[Work instructions]
1: In the essay about Philip Su's move from tech to an Amazon warehouse, what did the nonprofit he started in Seattle build?
2: Continue the essay about Philip Su's move from tech to an Amazon warehouse, picking up after its final sentence.

(Excerpted text Opens)

After 23 years in tech, the former Facebook and Microsoft exec Philip Su felt paralyzed by burnout.
He quit his CEO job and began working 11-hour warehouse shifts for Amazon during its busiest season.
He says the rigid schedule and grueling physical labor helped pull him out of depressive episodes.
This as-told-to essay is based on a conversation with Philip Su, a former Facebook and Microsoft exec and CEO who took an Amazon warehouse job after a 23-year tech career left him "paralyzed" by depression and burnout. His words have been edited for length and clarity.
I'd started a nonprofit in Seattle in 2018, building free software for global health, and I'd run it for three years. But during that last year, I really struggled with seasonal depression — something I'd been dealing with for probably 20-plus years living in Seattle. I wasn't sleeping well at all and was feeling very down. I decided to step away and focus on getting better.
But after being unemployed for a good six to eight months, I actually ended up feeling even worse. I sometimes wouldn't get out of bed until noon or even 2 p.m. I was really low.
I decided to take a warehouse job at Amazon
It felt like the one thing I really needed for myself was some structure — wake-up times, some exercise — just to get out there somehow. And I was curious about Amazon for a few reasons.

(Excerpted text Closes)
(Data provided Opens)

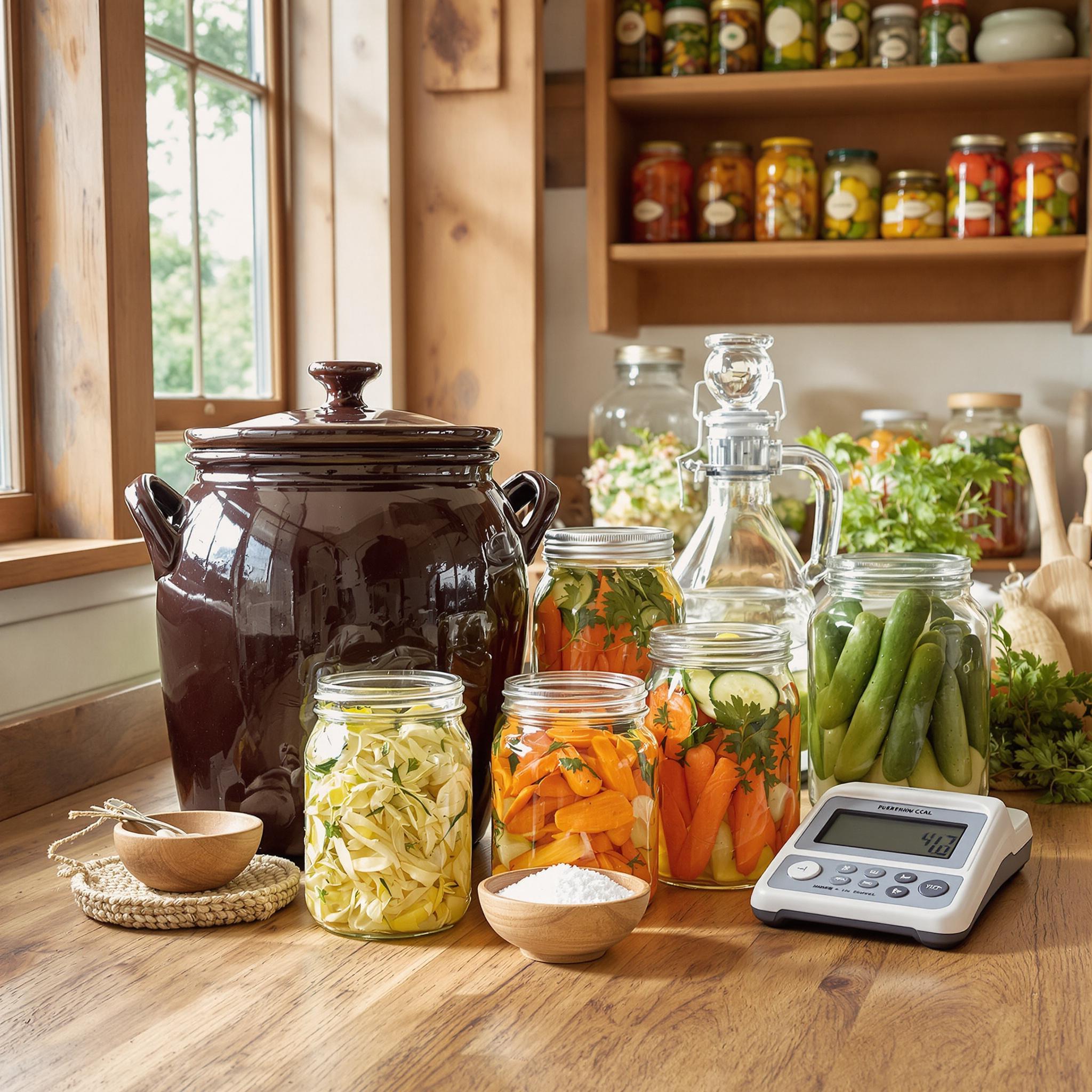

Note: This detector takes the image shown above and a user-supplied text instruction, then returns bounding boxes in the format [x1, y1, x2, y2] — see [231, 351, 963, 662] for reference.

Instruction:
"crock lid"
[186, 360, 500, 457]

(Data provided Closes)

[Responses by task]
1: Free software for global health.

2:
First, in addition to having been an Amazon customer for like 25 years, I was curious about robotization and what it's doing to our society and future of work. I've been convinced that robots will put us all out of jobs.
I was honestly also a little skeptical of the articles you read about employees being unable to pee and other things [about workplace conditions]. Part of me wondered, could it really be that bad? Lastly, I wanted to understand my own sort of societal footprint when it comes to my own consumption, and what that means for employees — for people's lives.
In November 2021, I applied to work at the local warehouse, which also happens to be Amazon's flagship here in Seattle. I got the job.
I spent 7 weeks working on the warehouse floor, making $18.55 an hour
On my first day, I was given a hot-and-cold compress, some sort of sports drink, a COVID cloth mask with the Amazon smile on it, and one serving of a pain medication — all in a Ziploc gallon-size freezer bag. I contrast that with joining a place like Microsoft, where I got T-shirts and hoodies and stuff on my first day, or a place like Facebook, where I got an iPhone Plus and a MacBook Pro on my first day.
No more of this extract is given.